WHAT THE TASK ASKS: Report each line of the items below that contains the word "alloy", copying every such line in full.

::: MATERIAL FOR THIS TASK :::

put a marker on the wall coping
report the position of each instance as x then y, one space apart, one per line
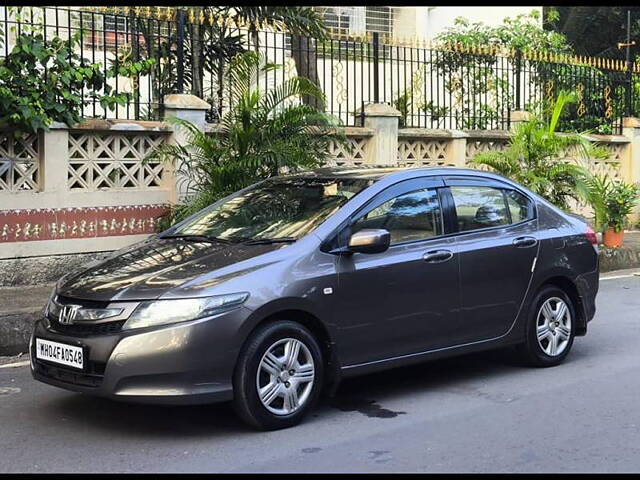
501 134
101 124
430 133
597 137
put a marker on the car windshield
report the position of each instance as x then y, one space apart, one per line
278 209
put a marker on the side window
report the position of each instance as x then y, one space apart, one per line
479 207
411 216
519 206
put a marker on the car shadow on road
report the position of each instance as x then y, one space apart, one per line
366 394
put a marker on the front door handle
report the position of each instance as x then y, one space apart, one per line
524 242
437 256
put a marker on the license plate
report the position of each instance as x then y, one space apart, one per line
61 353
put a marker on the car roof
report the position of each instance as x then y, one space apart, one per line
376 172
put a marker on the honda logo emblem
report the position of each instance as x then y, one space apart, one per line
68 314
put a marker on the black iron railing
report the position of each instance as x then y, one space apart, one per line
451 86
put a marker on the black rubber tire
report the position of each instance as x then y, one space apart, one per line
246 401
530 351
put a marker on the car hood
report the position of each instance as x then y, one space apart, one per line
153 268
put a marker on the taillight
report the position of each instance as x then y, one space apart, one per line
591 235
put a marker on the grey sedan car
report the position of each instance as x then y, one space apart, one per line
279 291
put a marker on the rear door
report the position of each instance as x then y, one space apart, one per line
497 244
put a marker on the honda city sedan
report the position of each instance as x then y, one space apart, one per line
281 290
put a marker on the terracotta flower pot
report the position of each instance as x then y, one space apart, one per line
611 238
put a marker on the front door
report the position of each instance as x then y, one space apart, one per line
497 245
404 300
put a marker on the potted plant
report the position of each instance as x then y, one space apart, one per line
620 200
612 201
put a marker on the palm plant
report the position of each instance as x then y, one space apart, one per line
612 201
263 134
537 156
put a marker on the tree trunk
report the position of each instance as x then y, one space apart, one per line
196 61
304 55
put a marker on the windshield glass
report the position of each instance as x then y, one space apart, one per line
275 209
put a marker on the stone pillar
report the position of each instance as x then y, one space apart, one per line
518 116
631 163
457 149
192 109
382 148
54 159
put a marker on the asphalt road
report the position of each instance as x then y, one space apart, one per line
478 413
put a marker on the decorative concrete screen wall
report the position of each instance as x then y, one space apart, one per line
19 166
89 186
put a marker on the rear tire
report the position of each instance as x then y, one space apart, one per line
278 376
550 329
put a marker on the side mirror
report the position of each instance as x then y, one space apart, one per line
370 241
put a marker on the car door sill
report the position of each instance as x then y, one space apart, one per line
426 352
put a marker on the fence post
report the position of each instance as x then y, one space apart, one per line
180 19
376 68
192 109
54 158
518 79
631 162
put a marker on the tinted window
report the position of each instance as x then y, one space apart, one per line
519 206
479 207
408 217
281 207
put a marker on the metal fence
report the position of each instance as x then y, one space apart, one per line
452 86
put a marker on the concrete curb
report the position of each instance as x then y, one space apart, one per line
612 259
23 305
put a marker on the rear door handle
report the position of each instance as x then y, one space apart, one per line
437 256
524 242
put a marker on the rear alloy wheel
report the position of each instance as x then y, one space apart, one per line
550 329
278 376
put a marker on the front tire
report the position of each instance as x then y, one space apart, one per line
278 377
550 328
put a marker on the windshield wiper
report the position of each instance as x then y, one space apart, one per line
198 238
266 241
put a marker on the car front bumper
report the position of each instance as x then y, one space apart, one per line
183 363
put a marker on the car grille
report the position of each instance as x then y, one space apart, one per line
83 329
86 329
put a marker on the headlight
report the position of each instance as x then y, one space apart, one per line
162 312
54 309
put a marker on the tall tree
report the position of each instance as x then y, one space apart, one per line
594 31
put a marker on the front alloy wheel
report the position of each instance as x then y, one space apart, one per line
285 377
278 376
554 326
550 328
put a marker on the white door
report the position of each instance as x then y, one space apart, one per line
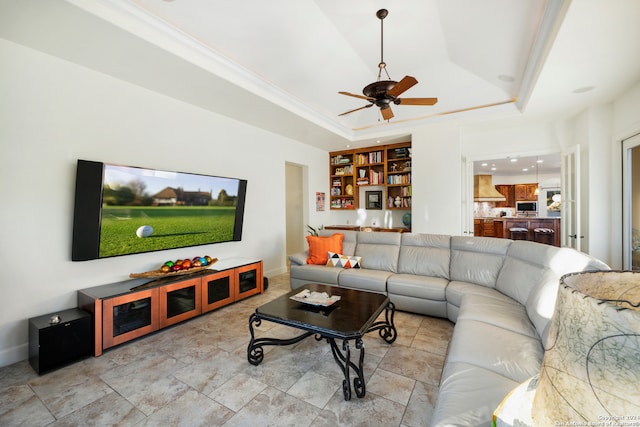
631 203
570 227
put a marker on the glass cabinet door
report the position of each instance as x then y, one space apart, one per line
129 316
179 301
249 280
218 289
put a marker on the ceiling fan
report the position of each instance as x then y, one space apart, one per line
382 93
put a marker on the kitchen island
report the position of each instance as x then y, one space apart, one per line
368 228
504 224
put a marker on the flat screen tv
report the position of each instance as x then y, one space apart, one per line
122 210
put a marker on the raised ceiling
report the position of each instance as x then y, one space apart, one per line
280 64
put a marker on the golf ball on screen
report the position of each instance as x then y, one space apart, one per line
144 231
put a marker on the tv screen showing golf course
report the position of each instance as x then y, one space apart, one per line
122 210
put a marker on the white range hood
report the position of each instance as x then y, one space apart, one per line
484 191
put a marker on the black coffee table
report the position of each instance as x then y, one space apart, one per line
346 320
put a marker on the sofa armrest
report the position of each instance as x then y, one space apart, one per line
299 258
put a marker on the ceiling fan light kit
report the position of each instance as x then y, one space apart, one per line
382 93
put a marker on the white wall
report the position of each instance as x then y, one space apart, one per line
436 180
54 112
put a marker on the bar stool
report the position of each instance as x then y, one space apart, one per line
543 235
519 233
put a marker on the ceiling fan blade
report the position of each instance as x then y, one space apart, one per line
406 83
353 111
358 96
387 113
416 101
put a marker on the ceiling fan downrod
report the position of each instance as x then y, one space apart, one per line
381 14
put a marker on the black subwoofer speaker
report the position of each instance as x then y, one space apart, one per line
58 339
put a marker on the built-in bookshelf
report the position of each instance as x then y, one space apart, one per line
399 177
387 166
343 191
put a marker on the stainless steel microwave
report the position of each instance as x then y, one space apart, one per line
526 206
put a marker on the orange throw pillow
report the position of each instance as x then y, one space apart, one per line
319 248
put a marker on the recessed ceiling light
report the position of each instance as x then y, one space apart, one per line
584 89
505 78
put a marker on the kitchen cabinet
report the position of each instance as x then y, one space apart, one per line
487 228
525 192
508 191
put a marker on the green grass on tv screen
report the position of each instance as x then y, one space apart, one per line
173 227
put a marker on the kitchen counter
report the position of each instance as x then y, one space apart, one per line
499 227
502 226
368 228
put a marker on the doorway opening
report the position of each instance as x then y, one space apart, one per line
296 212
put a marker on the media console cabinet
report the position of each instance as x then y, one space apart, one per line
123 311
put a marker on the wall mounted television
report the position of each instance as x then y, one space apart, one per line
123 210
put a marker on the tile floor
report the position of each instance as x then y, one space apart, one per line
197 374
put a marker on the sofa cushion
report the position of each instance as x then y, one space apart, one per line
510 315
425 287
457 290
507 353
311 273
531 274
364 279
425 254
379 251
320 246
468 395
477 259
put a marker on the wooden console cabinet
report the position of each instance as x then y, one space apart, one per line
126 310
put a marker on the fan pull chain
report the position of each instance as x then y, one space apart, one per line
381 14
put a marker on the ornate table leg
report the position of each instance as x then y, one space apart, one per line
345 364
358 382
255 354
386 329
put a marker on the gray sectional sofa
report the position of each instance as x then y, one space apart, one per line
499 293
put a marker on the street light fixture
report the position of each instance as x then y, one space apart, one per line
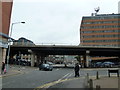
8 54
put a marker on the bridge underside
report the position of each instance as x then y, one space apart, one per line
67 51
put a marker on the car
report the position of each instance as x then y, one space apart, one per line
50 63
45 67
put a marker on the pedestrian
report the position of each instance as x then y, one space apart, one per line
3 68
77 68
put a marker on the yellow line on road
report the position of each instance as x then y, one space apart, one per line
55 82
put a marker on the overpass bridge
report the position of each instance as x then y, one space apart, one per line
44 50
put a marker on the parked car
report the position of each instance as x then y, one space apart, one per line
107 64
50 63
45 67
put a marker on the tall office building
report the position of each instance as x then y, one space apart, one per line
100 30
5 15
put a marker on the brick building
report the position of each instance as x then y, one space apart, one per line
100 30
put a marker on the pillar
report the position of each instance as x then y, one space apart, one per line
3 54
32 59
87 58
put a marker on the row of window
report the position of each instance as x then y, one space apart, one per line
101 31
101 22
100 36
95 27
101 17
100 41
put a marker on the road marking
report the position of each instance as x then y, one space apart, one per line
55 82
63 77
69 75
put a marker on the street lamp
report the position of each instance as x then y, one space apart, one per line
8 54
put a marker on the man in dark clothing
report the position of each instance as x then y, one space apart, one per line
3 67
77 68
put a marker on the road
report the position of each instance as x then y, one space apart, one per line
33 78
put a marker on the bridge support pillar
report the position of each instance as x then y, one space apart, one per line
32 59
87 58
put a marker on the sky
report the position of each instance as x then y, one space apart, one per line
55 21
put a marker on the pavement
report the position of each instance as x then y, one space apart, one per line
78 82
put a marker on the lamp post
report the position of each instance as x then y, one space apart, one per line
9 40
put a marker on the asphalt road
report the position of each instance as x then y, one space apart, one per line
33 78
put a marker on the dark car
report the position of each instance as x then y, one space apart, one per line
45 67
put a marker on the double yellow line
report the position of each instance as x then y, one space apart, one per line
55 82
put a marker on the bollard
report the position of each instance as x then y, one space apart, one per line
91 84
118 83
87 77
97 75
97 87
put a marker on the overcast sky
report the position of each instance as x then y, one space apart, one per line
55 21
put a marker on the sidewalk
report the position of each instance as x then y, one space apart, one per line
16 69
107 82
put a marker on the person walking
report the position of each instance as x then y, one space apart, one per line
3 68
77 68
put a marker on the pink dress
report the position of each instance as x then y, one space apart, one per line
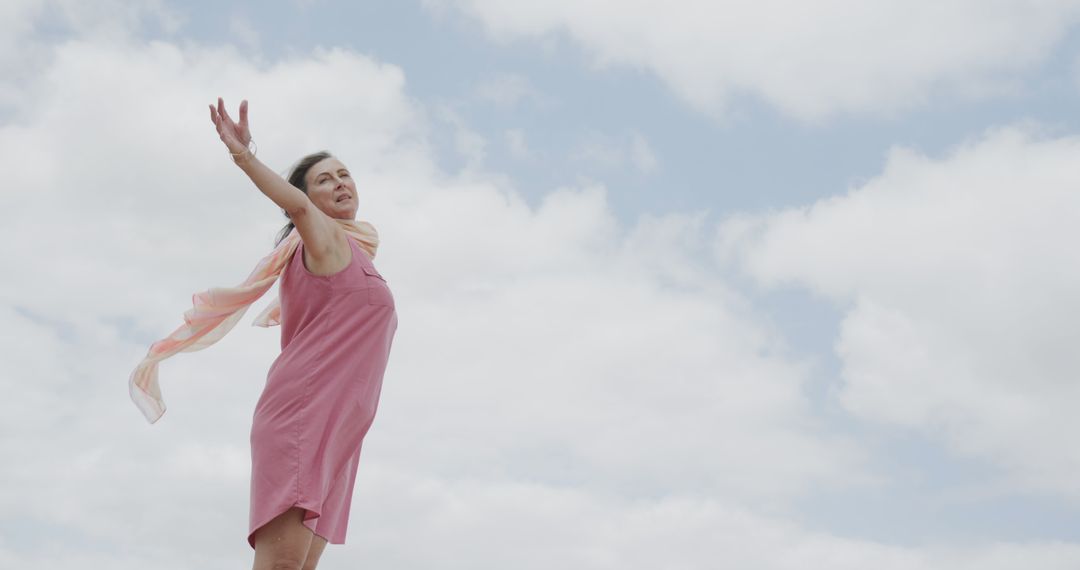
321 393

:::
::: MATERIAL FOR THIS TASK :::

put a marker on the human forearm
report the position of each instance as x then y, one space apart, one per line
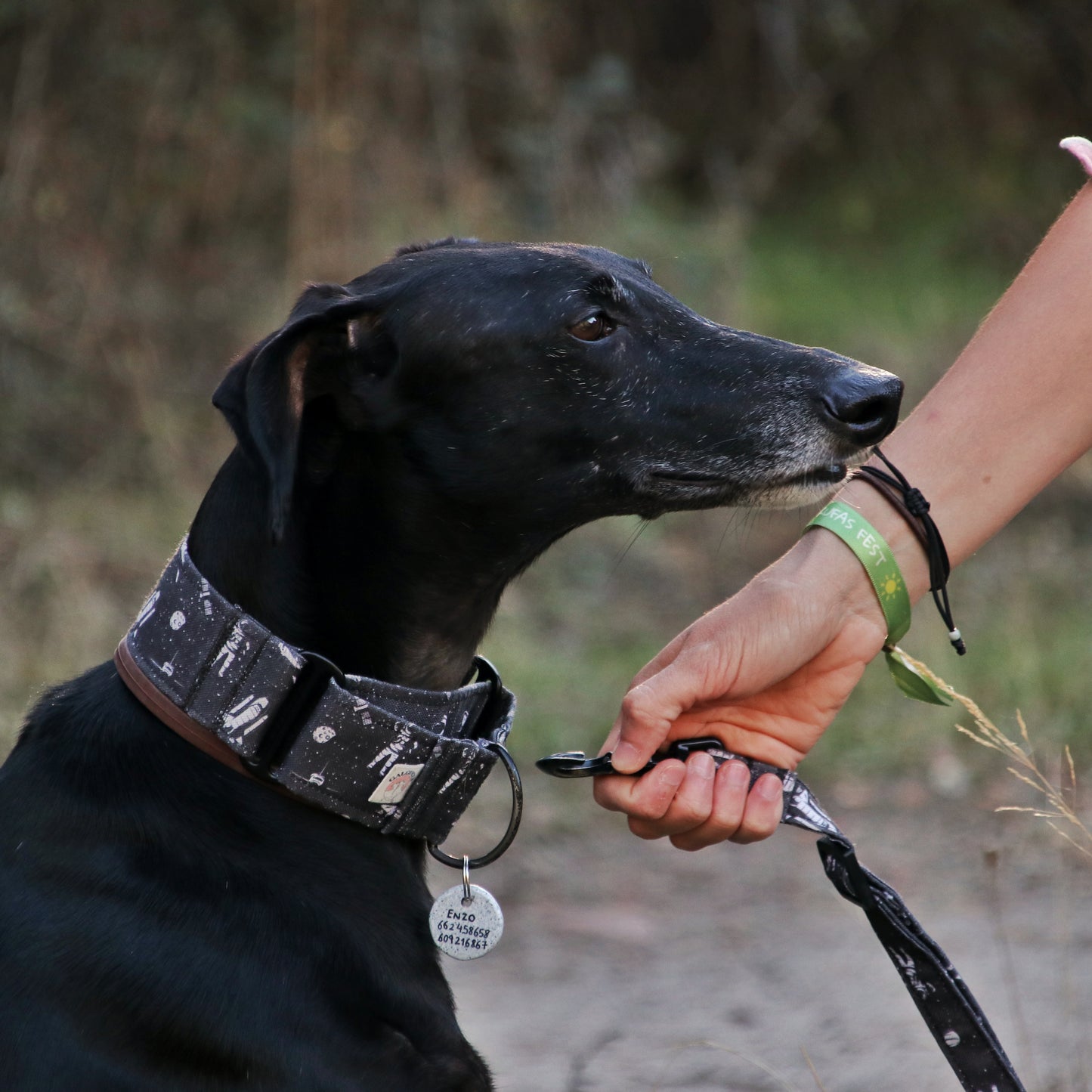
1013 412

:::
::: MATERIAL FOR THIS TASK :::

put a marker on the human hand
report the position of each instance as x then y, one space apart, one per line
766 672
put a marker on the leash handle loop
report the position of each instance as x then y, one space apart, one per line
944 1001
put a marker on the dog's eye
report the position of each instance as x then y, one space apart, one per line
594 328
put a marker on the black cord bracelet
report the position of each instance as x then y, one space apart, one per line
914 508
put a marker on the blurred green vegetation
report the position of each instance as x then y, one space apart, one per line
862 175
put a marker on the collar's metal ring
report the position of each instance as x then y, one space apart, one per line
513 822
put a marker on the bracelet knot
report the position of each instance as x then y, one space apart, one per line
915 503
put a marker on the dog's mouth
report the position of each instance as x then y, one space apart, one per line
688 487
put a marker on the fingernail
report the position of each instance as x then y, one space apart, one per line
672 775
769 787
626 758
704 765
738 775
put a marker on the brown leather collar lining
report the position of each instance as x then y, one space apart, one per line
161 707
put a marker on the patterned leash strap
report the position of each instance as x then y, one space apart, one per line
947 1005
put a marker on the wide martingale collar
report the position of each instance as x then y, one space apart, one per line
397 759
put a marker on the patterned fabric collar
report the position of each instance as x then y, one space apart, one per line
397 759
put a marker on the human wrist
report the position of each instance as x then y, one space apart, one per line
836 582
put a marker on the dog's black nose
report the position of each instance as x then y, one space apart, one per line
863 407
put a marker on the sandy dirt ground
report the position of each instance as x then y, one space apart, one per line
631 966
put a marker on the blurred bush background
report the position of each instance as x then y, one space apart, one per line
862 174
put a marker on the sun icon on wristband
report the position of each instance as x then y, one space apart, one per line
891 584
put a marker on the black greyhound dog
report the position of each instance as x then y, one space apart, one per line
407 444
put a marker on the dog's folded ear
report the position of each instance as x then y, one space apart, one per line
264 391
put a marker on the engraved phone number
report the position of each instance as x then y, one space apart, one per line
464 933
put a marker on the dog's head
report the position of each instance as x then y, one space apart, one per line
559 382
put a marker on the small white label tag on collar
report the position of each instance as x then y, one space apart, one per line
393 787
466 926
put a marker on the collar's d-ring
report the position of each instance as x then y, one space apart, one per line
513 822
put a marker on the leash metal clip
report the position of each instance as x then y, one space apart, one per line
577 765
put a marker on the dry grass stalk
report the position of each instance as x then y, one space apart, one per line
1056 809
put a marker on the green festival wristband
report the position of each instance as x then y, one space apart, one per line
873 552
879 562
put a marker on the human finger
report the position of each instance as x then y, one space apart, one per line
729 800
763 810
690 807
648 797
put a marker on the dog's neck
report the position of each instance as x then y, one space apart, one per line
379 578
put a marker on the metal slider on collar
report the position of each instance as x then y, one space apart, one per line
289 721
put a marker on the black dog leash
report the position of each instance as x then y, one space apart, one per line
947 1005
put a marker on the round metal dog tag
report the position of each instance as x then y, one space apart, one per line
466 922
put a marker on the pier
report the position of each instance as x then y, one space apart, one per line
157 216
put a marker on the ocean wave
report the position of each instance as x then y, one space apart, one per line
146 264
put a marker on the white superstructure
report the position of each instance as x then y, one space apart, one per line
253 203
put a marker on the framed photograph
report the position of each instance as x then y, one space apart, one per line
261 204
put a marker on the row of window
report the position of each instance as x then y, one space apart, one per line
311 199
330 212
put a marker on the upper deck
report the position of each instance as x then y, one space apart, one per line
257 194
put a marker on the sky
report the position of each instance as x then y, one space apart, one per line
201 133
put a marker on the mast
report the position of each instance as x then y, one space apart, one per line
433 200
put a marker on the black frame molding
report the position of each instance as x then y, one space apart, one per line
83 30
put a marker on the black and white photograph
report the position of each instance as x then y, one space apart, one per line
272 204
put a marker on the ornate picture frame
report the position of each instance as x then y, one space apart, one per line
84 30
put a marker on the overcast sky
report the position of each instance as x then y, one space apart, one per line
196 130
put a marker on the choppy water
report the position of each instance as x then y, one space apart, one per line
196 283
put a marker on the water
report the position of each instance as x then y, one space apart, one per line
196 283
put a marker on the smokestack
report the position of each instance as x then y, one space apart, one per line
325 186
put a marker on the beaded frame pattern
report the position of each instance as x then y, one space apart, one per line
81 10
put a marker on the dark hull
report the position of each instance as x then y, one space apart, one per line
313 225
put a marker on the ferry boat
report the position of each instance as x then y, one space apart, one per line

:::

EXERCISE RESULT:
put a marker on the rear alloy wheel
put a marker on the front alloy wheel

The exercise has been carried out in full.